▸ **Informações fornecidas**
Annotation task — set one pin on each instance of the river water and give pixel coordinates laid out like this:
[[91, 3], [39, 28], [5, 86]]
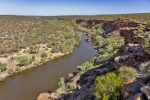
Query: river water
[[27, 85]]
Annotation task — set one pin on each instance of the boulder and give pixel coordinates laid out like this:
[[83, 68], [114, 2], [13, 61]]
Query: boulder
[[43, 96], [138, 96], [146, 91]]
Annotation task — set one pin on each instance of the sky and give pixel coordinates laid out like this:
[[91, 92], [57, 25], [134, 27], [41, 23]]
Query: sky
[[72, 7]]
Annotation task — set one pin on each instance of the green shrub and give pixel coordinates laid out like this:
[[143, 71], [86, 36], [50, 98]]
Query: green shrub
[[43, 55], [23, 61], [127, 73], [70, 75], [62, 85], [108, 87], [85, 66], [33, 49], [147, 25], [46, 49], [1, 79], [146, 45], [2, 66], [10, 71], [17, 68]]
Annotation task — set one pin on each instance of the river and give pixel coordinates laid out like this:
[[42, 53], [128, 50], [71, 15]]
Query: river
[[27, 85]]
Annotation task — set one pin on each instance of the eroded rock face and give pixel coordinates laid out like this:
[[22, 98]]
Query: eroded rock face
[[108, 26], [43, 96]]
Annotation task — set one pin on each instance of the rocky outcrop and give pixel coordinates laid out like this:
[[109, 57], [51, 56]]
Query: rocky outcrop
[[133, 55], [108, 26]]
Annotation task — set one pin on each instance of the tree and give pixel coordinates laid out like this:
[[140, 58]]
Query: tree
[[127, 73], [108, 87], [2, 66], [62, 85], [23, 61], [33, 49], [146, 45]]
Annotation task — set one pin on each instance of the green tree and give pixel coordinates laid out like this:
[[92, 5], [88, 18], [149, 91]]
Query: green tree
[[62, 85], [146, 45], [127, 73], [108, 87], [23, 61], [33, 49], [2, 66]]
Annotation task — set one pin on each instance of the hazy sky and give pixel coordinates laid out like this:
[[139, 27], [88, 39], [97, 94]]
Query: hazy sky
[[72, 7]]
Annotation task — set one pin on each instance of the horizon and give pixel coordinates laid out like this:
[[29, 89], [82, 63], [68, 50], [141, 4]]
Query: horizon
[[72, 7]]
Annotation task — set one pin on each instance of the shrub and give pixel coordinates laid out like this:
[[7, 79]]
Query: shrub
[[85, 66], [2, 66], [147, 25], [10, 71], [62, 85], [127, 73], [43, 55], [33, 49], [146, 45], [70, 75], [46, 49], [17, 68], [23, 61], [1, 79], [108, 87]]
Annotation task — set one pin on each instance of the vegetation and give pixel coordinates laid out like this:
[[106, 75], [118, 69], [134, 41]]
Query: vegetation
[[33, 49], [108, 87], [17, 68], [146, 45], [127, 73], [85, 66], [24, 61], [65, 88], [2, 66], [1, 79], [10, 71], [108, 46]]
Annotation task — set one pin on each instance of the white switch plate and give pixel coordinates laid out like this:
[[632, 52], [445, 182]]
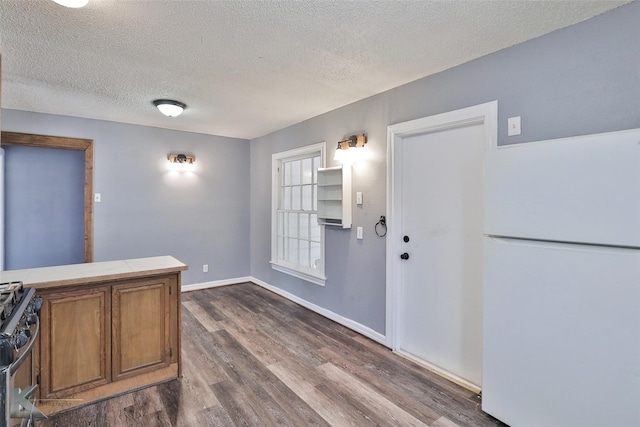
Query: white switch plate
[[513, 126]]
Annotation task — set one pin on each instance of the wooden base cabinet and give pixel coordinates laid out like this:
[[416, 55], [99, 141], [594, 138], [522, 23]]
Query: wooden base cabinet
[[75, 341], [103, 339], [140, 329]]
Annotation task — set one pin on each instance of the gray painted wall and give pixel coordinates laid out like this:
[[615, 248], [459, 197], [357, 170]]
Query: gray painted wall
[[147, 210], [43, 183], [579, 80]]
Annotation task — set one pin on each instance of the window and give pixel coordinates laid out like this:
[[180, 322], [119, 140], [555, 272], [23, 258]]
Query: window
[[297, 241]]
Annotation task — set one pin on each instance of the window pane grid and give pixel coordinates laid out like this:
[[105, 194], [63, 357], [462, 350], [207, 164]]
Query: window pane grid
[[298, 229]]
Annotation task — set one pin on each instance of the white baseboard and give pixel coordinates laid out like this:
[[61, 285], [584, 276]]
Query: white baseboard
[[216, 283], [442, 372], [353, 325]]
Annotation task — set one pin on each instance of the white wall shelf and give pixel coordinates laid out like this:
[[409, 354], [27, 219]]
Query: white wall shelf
[[334, 196]]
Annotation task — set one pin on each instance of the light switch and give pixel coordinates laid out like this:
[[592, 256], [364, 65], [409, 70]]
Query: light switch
[[513, 124]]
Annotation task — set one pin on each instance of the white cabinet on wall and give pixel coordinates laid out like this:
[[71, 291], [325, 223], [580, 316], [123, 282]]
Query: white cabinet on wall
[[334, 196]]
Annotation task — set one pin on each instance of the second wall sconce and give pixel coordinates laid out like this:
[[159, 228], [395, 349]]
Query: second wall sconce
[[188, 159], [352, 141]]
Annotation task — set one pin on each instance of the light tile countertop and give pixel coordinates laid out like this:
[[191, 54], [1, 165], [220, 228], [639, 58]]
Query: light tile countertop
[[65, 275]]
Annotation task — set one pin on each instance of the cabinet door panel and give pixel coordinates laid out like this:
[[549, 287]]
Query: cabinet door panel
[[140, 327], [75, 342]]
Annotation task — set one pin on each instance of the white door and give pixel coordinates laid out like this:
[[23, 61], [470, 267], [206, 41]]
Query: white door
[[438, 178]]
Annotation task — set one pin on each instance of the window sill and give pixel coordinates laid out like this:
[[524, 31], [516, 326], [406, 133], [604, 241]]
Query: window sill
[[318, 278]]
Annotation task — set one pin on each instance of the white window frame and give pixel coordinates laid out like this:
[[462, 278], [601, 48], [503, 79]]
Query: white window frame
[[316, 276]]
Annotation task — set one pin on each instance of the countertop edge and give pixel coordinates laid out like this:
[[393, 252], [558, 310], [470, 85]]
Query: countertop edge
[[92, 273]]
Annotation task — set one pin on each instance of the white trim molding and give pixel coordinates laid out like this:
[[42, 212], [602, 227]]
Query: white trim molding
[[216, 283], [348, 323]]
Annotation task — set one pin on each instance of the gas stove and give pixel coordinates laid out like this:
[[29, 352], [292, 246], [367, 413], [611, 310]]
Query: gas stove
[[19, 328]]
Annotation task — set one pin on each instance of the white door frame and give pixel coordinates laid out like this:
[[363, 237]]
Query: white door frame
[[486, 114]]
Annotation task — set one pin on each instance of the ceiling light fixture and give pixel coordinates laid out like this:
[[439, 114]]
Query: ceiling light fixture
[[72, 3], [169, 107]]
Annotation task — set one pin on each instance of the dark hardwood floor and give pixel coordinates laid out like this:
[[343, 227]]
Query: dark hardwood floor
[[253, 358]]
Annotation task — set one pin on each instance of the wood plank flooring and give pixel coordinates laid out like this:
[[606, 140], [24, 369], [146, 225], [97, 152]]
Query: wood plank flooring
[[253, 358]]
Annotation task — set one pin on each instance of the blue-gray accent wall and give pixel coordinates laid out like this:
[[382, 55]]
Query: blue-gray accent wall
[[578, 80], [147, 210], [44, 207]]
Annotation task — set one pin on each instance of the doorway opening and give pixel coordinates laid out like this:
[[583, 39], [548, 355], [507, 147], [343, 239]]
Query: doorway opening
[[434, 243], [64, 143]]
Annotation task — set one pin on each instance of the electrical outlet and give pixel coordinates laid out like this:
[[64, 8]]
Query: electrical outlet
[[513, 126]]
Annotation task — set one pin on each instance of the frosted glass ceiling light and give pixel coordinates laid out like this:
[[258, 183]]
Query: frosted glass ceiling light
[[169, 107], [72, 3]]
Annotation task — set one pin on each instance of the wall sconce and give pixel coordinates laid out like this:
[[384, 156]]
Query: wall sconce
[[169, 107], [346, 156], [187, 159], [352, 141]]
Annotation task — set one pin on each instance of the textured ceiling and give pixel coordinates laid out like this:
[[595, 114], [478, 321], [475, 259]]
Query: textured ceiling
[[248, 68]]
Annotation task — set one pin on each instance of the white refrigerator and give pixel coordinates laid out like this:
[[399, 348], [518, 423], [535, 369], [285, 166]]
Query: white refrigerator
[[561, 327]]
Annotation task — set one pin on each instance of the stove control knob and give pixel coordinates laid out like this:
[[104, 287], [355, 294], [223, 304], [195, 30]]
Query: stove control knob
[[32, 320], [19, 340]]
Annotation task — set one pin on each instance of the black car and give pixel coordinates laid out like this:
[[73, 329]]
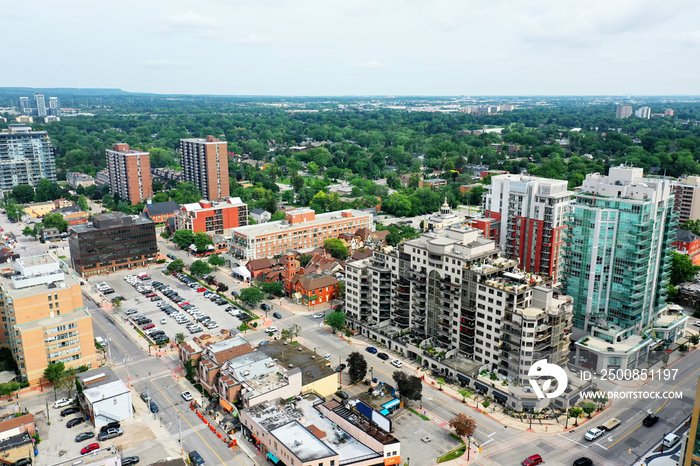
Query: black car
[[69, 411], [111, 425], [84, 436], [75, 422]]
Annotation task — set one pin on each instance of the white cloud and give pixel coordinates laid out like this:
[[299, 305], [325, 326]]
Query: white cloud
[[370, 65]]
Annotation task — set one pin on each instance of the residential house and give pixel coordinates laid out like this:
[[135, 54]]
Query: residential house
[[310, 290], [160, 212]]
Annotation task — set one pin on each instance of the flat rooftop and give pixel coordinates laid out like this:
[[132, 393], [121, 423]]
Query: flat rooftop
[[280, 227]]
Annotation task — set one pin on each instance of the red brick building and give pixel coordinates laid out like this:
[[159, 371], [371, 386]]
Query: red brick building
[[310, 290], [213, 217], [688, 243]]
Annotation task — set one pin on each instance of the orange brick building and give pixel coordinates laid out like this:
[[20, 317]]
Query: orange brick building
[[212, 217], [310, 290]]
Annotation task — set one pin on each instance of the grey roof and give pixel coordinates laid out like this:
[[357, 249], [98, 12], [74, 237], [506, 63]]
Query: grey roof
[[686, 236], [162, 208]]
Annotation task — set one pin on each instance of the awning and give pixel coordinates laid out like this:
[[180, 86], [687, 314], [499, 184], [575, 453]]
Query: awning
[[391, 404]]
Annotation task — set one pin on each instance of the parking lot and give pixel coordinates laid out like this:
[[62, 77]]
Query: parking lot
[[137, 304]]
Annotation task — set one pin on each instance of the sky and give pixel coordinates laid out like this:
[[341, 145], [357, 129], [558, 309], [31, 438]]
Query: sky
[[355, 47]]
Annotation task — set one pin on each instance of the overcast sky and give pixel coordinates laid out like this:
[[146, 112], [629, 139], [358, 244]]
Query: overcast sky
[[355, 47]]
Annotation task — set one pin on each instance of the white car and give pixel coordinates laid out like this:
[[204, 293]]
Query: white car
[[593, 434], [63, 402]]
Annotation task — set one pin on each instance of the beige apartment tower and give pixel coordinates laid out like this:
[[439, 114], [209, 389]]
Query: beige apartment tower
[[205, 163], [129, 173], [44, 318]]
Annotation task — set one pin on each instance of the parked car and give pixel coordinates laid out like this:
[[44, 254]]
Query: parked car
[[74, 422], [69, 411], [89, 448], [84, 436], [110, 433], [63, 402], [533, 460]]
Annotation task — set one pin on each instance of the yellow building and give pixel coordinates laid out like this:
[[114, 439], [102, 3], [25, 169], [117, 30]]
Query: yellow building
[[44, 318], [692, 448]]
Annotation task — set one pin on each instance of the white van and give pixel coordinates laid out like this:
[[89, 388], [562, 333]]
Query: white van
[[670, 440]]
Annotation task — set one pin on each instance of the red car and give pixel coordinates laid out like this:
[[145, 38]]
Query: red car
[[89, 448], [533, 460]]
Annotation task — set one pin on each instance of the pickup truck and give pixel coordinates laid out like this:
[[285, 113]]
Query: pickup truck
[[611, 424]]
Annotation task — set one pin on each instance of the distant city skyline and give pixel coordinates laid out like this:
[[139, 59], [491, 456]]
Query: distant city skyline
[[399, 47]]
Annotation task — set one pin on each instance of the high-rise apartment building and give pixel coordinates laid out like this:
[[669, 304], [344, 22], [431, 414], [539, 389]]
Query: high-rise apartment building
[[25, 107], [617, 265], [643, 112], [687, 203], [26, 157], [623, 111], [129, 173], [451, 288], [54, 108], [40, 105], [112, 242], [532, 213], [205, 163], [46, 318]]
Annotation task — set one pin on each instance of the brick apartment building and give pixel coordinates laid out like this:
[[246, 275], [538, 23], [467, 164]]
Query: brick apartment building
[[205, 163], [212, 217], [47, 320], [112, 242], [301, 230], [129, 173]]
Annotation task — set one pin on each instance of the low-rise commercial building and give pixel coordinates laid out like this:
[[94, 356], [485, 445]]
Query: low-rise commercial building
[[105, 397], [111, 242], [213, 217], [47, 320], [302, 229]]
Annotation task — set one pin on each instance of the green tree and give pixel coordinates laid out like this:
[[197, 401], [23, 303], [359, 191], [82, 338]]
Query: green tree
[[336, 248], [463, 425], [410, 387], [23, 193], [176, 266], [183, 238], [216, 260], [336, 320], [54, 371], [55, 221], [252, 296], [357, 367], [273, 288], [202, 242], [588, 407], [200, 268], [682, 268]]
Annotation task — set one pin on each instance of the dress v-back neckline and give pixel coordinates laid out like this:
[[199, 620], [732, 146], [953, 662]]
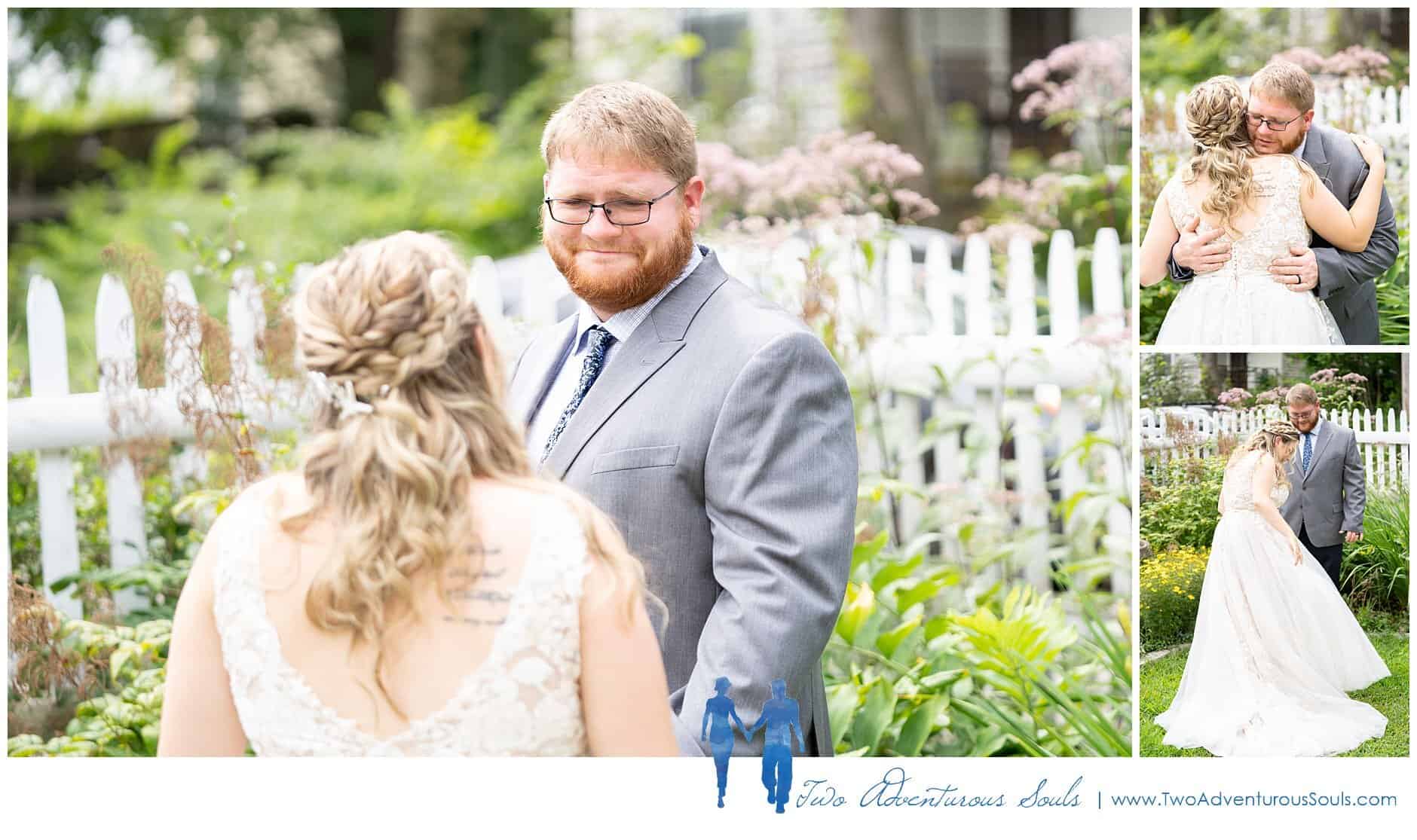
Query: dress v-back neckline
[[1225, 234], [270, 638]]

▸ **Instrução dada**
Reescreva os dados da linha que contém "the white trim" até a linha que contém "[[19, 328]]", trocando "gas stove" por "electric stove" e mantendo todo o restante inalterado.

▸ **Resolução detalhada**
Annotation task — set one pin on each instance of the white trim molding and give pixel coordinates laid out like this:
[[42, 212], [602, 227]]
Query: white trim molding
[[216, 283], [348, 323]]
Annotation task — set one pin on each instance of the electric stove and give pixel coordinates laid out like this:
[[29, 352], [292, 246], [367, 413], [611, 310]]
Query: electric stove
[[19, 328]]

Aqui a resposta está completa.